30 DE AGOSTO DE 2013 - 17H00
O Brasil da delicadeza perdida
Vontade de beijar os olhos de minha pátria
De niná-la, de passar-lhe a mão pelos cabelos...
Vontade de mudar as cores do vestido (auriverde!) tão feias
De minha pátria, de minha pátria sem sapatos
E sem meias, pátria minha
Tão pobrinha!
(Vinícius de Moraes. "Pátria Minha". In. Antología sustancial, Adriana Hidalgo Editora, 2013).
Por Marcos Aurélio da Silva (*)
2013 é o ano em que se comemora o centenário de nascimento do poeta e diplomata Vinícius de Moraes.
E é também o primeiro ano em que estão se distribuindo pelas universidades federais do país os estudantes beneficiados pelo sistema de cotas “raciais” e sociais, em obediência à lei aprovada por Dilma Rousseff em agosto de 2012.
O leitor certamente estará se perguntado que diabos uma coisa tem a ver com outra. Absolutamente tudo.
Vinícius de Moraes não foi só o autor de belíssimas poesias e notáveis canções da bossa nova.

REQUISITOS. Prossiga a redação do artigo sobre o centenário de Vinícius de Moraes e as cotas universitárias, começando logo após a última frase apresentada. Os dados apresentados adiante não têm qualquer papel nesta tarefa.

DADOS FORNECIDOS.
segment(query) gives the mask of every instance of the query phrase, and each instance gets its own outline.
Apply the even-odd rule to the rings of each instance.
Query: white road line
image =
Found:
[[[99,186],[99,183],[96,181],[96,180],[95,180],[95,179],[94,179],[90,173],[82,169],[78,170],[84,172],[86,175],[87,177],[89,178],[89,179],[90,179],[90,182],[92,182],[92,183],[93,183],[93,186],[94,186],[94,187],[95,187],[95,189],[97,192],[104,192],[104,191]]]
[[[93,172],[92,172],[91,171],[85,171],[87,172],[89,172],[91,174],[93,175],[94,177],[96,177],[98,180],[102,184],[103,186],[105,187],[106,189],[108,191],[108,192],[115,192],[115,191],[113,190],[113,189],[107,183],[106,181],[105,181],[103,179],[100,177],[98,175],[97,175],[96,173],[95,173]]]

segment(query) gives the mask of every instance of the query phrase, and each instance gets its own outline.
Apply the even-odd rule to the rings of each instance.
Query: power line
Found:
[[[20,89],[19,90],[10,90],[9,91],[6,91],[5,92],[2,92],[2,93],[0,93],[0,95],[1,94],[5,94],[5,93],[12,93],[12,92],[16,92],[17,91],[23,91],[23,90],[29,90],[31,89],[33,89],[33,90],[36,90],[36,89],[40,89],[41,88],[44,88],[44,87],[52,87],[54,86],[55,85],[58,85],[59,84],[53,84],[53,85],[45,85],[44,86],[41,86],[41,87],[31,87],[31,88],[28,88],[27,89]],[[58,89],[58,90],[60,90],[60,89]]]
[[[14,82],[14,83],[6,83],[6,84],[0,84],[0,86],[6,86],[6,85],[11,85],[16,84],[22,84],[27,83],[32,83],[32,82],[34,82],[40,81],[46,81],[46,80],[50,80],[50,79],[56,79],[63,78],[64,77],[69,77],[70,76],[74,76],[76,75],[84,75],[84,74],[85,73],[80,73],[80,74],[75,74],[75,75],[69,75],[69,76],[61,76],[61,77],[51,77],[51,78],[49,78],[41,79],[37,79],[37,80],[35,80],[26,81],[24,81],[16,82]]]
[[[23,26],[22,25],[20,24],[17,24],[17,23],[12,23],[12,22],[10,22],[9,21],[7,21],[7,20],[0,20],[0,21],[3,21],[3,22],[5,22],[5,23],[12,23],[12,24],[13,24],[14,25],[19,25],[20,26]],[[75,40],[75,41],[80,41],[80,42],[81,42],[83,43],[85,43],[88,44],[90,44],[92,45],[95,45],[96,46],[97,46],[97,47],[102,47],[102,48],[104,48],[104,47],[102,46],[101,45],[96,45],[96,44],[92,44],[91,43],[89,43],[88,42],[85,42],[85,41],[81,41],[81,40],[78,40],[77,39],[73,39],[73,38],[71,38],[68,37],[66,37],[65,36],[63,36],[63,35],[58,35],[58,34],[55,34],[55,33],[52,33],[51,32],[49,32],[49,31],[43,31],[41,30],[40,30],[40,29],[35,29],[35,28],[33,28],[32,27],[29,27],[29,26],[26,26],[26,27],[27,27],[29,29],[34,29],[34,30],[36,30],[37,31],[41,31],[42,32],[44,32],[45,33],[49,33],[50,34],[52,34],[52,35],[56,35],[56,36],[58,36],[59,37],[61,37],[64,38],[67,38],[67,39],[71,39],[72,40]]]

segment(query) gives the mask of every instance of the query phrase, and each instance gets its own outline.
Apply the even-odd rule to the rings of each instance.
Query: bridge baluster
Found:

RESPOSTA DA TAREFA.
Ninguém como ele encarnou, na vida e na atividade intelectual a integração entre morro e asfalto, já teorizada décadas antes por seu amigo Sérgio Buarque de Holanda quando, em Raízes do Brasil, obra de referência da análise sociológica nacional, disse ser característico de nossa formação social uma “relativa inconsistência dos preconceitos de raça e de cor”.
E isto a despeito de todas as mazelas do nosso modo cordial ‒ leia-se nada republicano ‒ de ser.
Difícil esquecer, em se falando do poetinha, as parcerias com Pixinguinha, os afro-sambas com Baden Powell e, claro, ponto de partida de tudo o mais neste verdadeiro combate pela democratização “racial” e social no país, a peça Orfeu da Conceição, transposição do mito grego de Orfeu para a dura realidade dos morros do Rio de Janeiro.
E eis que a forma lírica, uma característica sua tão marcante, chega mesmo, neste caminho em direção às classes populares e às coisas das classes populares trilhado por nosso poeta ‒ caminho em direção aos subalternos, diria em chave mais apropriada Antonio Gramsci ‒, a dar lugar à poesia participante de O operário em Construção.
Curioso como esse movimento em direção ao nacional-popular ‒ noção igualmente cara ao notável comunista sardo, tão bem encarnada na estrofe do poema em epígrafe, e que só um néscio pode associar à noção fetichista de nacionalismo ‒, muito marcante na década de 1950, e do qual nosso poeta, entre tantos intelectuais da época, é apenas um exemplo, tenha sido associado, em um especial gravado por Chico Buarque para a tevê francesa em 1990, a um país leve, otimista e em movimento.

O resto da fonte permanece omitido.